SELECTED EXCERPT:
════════════════════

Being nice. When working in schools you encounter all types of students. A hand full of these students will have maladaptive skills that are interpreted by adults as rude, disrespectful, defiant, or even flat out mean. Some of these students may have mental health diagnoses such as Oppositional Defiant Disorder (ODD), Disruptive Mood Dysregulation Disorder (DMDD), or Intermittent Explosive Disorder (IED). Maybe they are not diagnosed and that's up to you to assess. Whatever the case may be these student behaviors towards adults are negative and inappropriate. It can be frustrating and really test your patience and it's HARD TO BE NICE!
Here's my most recent interaction with a student who displays maladaptive and defiant behaviors.
Me: Hey! I missed you this morning in our meeting! Where were you?
Student: I didn't come.
Me: I know, how come?
Student: Because I don't like you so I"m not coming to them.
Me: What a bummer, hope to see you next time!
First off, this made me giggle a bit. It was a very brief interaction as the student was involved in a conversation with another adult. In my previous interactions this student makes similar comments to me. It can be hard to be nice when enduring these interactions. Here are some go to KIND statements I use when struggling to "be nice" to students who are behaving in such a manner.
"I'm glad you're here today."
"So good to see you."
"I'm proud of you for advocating for yourself."
"I hope you have a great day."
"I believe in you."
"I'm here if you need anything."
Arguing with students or pointing out their inappropriate behaviors or aggressive ways of communicating typically will escalate their emotions and their behaviors. Even though you may struggle with "liking" this student, you're still rooting for them and want to avoid any significant consequences, like out of school suspension. Remind yourself of this daily! You're still on their team. When emotions get high, it's tough to think clearly (something to teach the kids!). In these cases, it's best to say very little.
Listening and asking questions is another route you can take. If a student is communicating in an aggressive manner but their emotions are escalated after a negative experience, they may just need someone to listen. Make sure to focus on them, making eye contact, nodding, and even making quick verbal acknowledging statements. Your body language and expressions can make a difference!

════════════════════

RECORDS SHOWN:

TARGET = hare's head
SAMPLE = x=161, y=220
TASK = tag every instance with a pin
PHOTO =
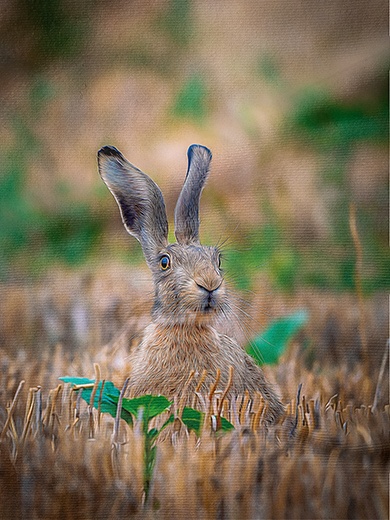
x=188, y=279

════════════════════

WHAT THE TASK REQUIRES: Continue the piece on staying kind with defiant students from the point where it stops.

YOUR RESPONSE:
Ask questions if you have the opportunity. Particularly, "what is something I can do for you?", "What is something you need to get through the day?", or "What is something you need right now?" This gives the student a mindful opportunity to assess their own needs and to advocate for themselves. Don't underestimate Maslow's Hierarchy of Needs. Humans require basic needs and safety. Without these, the brain does not function as it should. Emotions guide our decisions and the prefrontal cortex is unable to focus, make decisions, and even struggle with communication. Does your student feel safe? Are they hungry? Did they sleep night? All good inquiries. You may find out they didn't sleep or eat breakfast in which case you find them some food and a quiet place to rest for a bit.
VALIDATE VALIDATE VALIDATE!!! Some students, especially teens, are told "you're overreacting", "toughen up," and other phrases that invalidate their emotions. Validate their emotions!!! I believe this can really show the student you do care. Saying, "that sounds difficult" or "It sounds like you're really mad" shows the student you're paying attention to them and really listening to them. This can go a long way! It may not make a difference in the moment but can build a foundation for a better relationship in the future.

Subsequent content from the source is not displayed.